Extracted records
-------

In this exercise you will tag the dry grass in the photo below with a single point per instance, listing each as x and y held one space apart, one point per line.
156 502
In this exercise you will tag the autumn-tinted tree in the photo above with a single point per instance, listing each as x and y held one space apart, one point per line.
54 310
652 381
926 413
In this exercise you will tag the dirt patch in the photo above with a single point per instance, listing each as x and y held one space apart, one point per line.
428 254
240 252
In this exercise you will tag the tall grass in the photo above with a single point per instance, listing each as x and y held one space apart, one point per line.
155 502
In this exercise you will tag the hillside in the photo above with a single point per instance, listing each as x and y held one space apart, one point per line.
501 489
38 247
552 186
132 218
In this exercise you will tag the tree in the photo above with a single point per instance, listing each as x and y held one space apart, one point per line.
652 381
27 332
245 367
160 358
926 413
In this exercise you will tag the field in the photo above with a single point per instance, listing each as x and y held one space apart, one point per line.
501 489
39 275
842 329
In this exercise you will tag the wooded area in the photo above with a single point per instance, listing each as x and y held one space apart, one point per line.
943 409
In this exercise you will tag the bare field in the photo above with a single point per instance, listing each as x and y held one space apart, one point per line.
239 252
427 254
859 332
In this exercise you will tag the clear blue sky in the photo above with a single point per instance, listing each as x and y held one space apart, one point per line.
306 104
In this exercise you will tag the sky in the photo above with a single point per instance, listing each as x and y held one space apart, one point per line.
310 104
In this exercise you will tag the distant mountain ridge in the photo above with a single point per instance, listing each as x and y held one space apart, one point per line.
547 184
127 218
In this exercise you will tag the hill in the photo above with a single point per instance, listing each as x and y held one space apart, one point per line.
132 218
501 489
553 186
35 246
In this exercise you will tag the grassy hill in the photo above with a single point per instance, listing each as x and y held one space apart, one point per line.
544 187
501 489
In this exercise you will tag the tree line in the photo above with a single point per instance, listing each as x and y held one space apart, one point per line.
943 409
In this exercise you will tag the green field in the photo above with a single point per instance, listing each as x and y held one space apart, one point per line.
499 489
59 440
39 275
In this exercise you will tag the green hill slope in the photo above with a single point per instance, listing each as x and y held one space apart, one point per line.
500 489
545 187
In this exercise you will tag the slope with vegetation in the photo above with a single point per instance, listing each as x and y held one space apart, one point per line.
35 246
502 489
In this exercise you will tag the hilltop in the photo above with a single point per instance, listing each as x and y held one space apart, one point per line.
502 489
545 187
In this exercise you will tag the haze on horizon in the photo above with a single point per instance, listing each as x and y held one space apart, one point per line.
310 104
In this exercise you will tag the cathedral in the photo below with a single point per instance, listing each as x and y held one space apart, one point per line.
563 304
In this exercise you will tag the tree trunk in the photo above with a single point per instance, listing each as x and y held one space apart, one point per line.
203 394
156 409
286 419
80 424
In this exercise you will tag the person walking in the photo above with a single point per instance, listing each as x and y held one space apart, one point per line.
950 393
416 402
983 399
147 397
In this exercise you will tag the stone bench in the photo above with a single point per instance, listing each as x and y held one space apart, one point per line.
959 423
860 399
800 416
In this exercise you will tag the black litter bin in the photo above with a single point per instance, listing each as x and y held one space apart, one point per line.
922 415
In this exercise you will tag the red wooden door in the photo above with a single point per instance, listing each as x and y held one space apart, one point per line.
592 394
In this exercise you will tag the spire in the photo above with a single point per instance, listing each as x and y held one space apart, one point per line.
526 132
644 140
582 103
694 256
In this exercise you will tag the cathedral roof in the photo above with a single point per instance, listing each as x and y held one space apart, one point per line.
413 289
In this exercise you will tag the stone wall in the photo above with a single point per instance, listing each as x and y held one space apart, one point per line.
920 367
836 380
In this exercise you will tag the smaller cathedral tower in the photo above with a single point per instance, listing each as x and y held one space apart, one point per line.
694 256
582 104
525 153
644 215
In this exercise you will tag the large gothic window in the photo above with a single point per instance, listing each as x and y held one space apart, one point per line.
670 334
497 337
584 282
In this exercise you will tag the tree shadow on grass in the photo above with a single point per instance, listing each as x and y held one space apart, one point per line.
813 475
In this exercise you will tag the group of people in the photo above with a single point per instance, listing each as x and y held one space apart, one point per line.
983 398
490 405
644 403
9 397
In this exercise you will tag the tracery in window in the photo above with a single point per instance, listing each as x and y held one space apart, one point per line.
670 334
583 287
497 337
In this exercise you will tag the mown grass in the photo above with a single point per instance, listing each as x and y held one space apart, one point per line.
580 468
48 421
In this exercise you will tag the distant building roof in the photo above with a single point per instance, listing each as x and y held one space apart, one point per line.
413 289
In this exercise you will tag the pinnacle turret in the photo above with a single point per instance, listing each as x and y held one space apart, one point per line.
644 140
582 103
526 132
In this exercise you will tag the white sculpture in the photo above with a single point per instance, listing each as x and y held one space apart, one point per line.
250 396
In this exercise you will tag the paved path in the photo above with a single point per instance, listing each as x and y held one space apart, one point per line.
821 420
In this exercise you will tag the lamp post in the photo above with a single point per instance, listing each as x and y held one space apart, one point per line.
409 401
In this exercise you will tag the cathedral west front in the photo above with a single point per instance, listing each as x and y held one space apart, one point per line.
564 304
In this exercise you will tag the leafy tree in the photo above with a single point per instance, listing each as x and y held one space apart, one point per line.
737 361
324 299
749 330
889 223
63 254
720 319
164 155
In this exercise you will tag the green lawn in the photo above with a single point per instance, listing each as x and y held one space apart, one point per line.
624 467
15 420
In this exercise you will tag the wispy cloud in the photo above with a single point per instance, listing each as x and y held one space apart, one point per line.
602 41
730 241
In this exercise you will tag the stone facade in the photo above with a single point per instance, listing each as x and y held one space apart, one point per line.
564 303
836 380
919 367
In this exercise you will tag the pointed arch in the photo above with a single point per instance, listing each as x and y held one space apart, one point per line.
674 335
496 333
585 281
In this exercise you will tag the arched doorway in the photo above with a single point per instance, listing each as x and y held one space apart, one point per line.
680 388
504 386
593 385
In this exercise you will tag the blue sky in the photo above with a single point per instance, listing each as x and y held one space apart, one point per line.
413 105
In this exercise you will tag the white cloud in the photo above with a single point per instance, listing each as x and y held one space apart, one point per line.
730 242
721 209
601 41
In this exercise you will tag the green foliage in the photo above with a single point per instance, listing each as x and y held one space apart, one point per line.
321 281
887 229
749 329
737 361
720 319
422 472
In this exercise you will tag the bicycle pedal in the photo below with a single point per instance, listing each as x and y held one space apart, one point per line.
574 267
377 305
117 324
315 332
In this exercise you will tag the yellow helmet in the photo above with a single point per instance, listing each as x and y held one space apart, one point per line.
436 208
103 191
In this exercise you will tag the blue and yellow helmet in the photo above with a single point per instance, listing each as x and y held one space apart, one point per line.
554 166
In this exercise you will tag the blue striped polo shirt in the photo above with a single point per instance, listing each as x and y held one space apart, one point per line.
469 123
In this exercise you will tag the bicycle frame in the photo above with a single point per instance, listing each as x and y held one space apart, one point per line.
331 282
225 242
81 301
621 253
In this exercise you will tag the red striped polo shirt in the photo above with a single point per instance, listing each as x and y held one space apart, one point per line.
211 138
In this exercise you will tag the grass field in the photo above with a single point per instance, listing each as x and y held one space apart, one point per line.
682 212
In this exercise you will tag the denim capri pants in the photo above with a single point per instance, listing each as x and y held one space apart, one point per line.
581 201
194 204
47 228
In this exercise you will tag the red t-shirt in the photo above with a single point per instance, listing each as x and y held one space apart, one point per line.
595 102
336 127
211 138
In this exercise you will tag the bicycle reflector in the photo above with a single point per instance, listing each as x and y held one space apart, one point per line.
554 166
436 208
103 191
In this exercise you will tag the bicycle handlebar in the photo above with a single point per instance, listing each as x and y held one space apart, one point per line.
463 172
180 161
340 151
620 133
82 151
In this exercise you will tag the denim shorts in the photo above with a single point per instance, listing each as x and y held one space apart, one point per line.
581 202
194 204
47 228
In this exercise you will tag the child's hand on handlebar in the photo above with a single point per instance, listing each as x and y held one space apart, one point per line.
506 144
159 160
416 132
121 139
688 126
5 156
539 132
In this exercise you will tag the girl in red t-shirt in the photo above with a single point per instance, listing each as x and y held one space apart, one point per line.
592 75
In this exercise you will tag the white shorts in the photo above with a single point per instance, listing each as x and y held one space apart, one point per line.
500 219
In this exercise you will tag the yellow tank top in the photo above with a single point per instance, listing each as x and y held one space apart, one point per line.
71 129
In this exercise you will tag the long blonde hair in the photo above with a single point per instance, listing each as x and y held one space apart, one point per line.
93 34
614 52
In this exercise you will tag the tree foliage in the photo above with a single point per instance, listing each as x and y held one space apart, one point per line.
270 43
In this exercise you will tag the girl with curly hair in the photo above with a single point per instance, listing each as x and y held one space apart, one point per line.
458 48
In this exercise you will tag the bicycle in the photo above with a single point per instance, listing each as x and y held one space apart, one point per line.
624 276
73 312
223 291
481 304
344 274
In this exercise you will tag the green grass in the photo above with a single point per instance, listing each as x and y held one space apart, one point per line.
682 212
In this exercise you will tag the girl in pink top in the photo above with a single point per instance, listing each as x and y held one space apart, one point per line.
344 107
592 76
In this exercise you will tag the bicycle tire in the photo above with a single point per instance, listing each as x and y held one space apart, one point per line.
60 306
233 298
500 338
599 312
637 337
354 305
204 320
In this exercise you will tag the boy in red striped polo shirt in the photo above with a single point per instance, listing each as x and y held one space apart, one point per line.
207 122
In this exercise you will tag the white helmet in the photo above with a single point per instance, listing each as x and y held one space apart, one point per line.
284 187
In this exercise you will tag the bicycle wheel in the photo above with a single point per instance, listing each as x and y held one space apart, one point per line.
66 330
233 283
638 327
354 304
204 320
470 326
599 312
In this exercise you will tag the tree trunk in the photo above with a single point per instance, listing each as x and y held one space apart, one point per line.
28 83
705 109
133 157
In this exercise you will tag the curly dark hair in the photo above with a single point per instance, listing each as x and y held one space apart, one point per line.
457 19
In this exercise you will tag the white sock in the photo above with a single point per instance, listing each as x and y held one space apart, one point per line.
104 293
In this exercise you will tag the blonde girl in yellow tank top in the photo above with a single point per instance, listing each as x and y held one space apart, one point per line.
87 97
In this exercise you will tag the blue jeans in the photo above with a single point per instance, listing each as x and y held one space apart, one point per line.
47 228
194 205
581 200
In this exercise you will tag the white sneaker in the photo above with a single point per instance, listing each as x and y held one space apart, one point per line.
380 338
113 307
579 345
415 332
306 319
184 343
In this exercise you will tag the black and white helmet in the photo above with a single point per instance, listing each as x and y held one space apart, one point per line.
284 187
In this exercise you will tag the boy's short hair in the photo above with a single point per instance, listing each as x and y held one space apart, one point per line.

-------

### TASK GOAL
Output the line containing "In this exercise you will tag the blue jeans" and each line after it through the close of the entries, unchanged and with no other lines.

### RESULT OF THIS TASK
In this exercise you will tag the blue jeans in the photo above with a single point per instance, listing each as x and y held one space apart, one point per line.
47 228
194 205
581 200
In this exercise you will tag the white sneaker in the photo above with a single point per instance, listing each as x and y held one space apart, one point per line.
380 338
113 307
579 345
415 332
306 319
184 343
In this exercise you will tag the black and white helmet in the photo above with a single point per instance, listing each as x and y held one space apart, one point per line.
284 187
In this exercise you will tag the boy's short hair in the photo above with a single point per instance, listing each as x and y held one space apart, one point per line.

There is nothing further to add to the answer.